── Material provided

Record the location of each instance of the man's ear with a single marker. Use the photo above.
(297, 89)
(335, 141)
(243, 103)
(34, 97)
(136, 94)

────

** Instructions for the task **
Could you output each line above exactly as it was given?

** Your response **
Record the location of each instance of the man's ear with a single marker. Use the photo above.
(297, 89)
(335, 141)
(243, 103)
(34, 97)
(136, 94)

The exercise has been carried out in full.